Article:

Concept of Justice in Judaism, Christianity, and Islam

The protection of the rights of all human beings, irrespective of race, colour, creed, nationality, or language, is central to any conception of justice. The state of human rights in a nation is directly related to national and international security, and this indicates that justice is a condition for security and peace. Justice can be…

Written by

PROF. SHAHUL HAMEED

Published on

June 13, 2022
The protection of the rights of all human beings, irrespective of race, colour, creed, nationality, or language, is central to any conception of justice. The state of human rights in a nation is directly related to national and international security, and this indicates that justice is a condition for security and peace. Justice can be defined as the morally correct state of persons and their affairs. It is a virtue enjoined by religions and honoured by the wisdom of generations.
From a practical point of view, justice demands equality, objectivity, and fair dealing. The time-honoured symbol of justice in the West is the Lady of Justice (adapted from Greek and Roman mythology) depicted as a blind-folded woman with a scale in one hand and a sword in the other. This stands for equality in the dispensation of justice without favour or prejudice. However, there is an important difference between law and justice.
According to an article by Hon. Anthony M. Peccarelli, the dictionary defines law as “a rule of conduct imposed by authority; the body of rules, whether proceeding from formal enactment or from custom, which a particular state or community recognizes as binding on its members or subjects.” The same author contends that in the Fourteenth Amendment of the US constitution, we read:
No state can deprive particular persons or classes of persons of equal and impartial justice under the law. Law, in its regular course of administration through courts of justice, is due process.

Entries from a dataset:

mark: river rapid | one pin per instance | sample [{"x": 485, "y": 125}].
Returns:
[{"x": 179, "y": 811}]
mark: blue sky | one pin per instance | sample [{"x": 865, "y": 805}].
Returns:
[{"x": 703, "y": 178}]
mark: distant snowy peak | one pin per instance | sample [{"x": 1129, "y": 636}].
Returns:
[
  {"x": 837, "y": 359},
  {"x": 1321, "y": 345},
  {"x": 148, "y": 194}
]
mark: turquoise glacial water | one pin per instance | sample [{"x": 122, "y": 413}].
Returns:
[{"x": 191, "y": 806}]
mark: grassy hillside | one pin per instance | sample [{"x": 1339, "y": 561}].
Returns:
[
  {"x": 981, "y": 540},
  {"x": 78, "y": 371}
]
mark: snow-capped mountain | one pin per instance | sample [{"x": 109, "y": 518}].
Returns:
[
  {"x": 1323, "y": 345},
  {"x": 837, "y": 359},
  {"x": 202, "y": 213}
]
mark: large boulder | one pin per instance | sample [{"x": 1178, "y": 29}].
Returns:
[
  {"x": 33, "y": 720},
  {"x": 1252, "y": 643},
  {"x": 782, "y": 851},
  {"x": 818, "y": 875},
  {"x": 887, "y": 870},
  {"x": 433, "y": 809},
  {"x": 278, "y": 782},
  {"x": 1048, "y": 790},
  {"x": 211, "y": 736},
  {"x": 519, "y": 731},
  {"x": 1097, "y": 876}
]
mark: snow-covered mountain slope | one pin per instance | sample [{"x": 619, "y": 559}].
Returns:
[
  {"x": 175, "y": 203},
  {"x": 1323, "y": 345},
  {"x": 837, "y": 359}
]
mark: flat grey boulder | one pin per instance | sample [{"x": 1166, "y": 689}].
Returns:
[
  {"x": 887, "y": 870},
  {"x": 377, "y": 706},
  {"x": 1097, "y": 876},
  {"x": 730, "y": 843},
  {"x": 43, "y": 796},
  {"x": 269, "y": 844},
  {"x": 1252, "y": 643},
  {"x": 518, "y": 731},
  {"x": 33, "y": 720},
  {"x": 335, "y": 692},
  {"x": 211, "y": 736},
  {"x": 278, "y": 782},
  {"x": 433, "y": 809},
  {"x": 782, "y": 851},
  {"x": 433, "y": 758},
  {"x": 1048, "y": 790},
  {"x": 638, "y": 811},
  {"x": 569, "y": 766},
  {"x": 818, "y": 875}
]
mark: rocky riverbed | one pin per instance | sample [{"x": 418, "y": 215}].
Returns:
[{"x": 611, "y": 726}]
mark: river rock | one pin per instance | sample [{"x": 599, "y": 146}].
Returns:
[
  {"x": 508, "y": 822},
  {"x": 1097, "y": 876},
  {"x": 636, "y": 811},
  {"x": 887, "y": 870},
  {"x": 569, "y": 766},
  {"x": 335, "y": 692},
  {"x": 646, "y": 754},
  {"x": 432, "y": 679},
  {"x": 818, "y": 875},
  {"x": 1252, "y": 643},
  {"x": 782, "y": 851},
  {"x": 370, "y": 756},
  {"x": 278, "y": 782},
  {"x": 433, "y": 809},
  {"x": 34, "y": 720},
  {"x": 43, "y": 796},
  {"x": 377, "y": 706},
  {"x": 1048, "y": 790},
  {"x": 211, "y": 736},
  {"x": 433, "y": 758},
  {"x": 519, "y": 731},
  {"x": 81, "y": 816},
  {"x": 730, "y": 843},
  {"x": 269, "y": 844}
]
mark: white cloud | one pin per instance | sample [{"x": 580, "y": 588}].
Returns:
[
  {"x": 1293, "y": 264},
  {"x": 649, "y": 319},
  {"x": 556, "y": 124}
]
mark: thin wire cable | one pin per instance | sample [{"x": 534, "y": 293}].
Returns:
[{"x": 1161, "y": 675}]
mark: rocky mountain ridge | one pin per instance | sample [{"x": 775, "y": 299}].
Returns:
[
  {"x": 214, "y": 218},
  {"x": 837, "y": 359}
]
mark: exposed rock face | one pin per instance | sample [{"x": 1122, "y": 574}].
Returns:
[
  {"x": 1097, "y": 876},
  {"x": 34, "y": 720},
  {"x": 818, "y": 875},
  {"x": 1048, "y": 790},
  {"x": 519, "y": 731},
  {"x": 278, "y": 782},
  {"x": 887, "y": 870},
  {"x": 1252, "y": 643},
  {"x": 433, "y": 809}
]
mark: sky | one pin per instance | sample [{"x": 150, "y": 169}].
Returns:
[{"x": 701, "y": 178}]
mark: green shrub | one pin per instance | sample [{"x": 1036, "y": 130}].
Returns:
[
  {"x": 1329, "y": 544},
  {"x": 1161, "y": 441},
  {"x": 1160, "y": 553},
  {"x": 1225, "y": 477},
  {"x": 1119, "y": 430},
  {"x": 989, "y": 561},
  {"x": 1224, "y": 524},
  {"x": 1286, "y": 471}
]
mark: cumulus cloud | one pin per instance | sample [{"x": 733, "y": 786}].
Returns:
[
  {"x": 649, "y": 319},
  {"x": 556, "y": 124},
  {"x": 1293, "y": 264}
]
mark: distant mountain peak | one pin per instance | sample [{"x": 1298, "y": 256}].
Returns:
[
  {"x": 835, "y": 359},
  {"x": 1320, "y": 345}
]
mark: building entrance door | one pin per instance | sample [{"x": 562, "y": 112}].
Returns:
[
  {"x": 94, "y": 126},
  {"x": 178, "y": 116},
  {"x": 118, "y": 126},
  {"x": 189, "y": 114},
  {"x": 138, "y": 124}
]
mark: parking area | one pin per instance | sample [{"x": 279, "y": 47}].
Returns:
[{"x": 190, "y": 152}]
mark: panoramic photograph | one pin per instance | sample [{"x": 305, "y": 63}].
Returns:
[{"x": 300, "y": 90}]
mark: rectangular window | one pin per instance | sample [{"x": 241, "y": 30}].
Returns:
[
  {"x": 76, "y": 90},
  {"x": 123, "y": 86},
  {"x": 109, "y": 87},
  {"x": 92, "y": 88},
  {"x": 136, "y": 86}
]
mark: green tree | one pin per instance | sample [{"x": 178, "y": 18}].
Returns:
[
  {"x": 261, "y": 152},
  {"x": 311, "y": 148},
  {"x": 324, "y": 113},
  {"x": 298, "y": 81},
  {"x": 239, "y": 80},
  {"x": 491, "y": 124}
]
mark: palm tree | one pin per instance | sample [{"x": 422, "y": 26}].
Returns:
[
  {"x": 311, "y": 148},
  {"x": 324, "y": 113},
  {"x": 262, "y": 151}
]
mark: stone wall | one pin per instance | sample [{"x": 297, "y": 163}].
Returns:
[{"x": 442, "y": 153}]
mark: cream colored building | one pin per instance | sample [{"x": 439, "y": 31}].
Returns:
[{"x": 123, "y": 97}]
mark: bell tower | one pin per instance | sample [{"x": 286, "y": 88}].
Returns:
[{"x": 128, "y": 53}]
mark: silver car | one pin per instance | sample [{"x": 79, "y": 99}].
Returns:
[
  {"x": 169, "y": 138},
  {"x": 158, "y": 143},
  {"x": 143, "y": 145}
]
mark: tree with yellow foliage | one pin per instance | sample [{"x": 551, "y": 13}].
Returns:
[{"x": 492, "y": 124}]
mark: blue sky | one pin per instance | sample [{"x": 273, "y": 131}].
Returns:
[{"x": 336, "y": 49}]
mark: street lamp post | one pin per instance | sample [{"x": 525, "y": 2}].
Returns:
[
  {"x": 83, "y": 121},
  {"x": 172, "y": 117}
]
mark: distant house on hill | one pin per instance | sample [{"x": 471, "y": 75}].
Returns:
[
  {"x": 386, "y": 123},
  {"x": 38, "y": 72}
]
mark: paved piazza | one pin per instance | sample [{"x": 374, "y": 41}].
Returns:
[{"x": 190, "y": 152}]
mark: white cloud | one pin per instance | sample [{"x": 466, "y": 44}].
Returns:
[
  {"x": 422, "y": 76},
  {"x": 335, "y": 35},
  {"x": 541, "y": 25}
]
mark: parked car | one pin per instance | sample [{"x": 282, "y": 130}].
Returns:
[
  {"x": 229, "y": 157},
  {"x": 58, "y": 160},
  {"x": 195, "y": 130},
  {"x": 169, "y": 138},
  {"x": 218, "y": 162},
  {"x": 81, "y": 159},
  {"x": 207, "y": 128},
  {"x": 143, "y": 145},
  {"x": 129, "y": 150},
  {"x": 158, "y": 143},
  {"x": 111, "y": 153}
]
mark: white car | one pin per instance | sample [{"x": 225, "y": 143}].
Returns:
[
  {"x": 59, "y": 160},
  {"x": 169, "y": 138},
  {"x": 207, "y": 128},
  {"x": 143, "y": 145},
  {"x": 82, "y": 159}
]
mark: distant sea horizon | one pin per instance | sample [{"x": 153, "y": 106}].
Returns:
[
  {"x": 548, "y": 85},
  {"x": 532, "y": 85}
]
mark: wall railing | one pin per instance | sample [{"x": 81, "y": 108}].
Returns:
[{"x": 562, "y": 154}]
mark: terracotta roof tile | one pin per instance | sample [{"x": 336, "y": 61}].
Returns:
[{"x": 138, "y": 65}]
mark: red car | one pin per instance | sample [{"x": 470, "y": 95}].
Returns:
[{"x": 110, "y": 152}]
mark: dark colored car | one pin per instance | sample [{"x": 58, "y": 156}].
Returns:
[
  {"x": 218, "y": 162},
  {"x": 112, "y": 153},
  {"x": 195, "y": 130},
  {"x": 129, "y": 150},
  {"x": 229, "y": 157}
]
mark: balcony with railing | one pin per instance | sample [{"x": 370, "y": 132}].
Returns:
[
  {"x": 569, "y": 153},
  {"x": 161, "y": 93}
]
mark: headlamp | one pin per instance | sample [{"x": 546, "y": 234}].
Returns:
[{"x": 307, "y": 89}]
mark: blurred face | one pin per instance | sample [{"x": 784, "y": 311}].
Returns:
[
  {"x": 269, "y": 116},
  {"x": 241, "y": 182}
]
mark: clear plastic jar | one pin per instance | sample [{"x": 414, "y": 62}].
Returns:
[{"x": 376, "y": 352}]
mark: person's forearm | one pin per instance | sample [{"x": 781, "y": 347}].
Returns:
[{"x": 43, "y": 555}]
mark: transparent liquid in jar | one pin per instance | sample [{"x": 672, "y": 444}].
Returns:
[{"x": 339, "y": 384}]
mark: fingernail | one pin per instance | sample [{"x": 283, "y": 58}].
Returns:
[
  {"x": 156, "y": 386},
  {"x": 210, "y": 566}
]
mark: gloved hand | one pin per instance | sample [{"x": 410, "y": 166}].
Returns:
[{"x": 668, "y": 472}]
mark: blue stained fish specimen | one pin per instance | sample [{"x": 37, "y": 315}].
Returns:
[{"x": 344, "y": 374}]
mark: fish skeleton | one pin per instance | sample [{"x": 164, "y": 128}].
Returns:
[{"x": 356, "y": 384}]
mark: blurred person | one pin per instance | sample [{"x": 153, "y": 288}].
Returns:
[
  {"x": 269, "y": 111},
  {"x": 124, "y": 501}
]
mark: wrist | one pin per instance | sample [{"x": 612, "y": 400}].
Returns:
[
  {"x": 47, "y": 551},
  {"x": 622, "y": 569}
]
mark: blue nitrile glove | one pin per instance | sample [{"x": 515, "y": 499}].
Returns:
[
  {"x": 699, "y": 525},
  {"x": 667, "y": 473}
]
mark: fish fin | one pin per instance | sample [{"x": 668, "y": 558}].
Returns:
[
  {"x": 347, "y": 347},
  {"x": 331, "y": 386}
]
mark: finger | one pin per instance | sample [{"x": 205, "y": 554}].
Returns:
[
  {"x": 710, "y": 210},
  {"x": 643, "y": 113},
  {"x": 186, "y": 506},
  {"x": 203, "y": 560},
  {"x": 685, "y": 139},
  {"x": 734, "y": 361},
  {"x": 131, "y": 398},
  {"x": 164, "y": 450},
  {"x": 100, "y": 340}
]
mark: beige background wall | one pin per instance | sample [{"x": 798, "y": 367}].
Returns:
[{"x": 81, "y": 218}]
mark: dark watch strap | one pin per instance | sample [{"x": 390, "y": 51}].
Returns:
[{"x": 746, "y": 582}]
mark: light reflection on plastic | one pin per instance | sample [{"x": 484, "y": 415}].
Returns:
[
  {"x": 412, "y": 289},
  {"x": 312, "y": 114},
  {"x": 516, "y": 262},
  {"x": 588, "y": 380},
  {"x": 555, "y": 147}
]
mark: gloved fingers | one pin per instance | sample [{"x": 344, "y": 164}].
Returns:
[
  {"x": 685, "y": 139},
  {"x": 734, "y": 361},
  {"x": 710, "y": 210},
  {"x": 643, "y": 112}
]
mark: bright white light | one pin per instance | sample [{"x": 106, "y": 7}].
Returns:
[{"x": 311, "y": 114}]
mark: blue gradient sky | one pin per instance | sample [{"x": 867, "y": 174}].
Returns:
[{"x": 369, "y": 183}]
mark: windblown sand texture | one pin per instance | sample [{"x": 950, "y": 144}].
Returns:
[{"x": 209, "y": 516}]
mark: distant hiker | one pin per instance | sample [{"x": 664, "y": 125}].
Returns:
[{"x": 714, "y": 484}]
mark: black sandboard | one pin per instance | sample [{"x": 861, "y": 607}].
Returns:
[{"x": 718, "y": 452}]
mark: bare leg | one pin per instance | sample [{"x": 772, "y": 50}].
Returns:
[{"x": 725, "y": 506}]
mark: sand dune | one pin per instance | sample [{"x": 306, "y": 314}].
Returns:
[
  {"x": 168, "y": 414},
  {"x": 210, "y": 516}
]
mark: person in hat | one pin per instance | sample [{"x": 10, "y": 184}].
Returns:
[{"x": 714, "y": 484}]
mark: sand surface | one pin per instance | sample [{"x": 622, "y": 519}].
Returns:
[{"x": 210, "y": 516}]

Task requirements:
• a. Echo the passage of the article on justice in Judaism, Christianity, and Islam starting with "Published on" and going on through "wisdom of generations.", word for word.
• b. State how many lines of the records hold the string "fish", counting case as significant. Give only the number.

In response:
• a.
Published on

June 13, 2022
The protection of the rights of all human beings, irrespective of race, colour, creed, nationality, or language, is central to any conception of justice. The state of human rights in a nation is directly related to national and international security, and this indicates that justice is a condition for security and peace. Justice can be defined as the morally correct state of persons and their affairs. It is a virtue enjoined by religions and honoured by the wisdom of generations.

• b. 3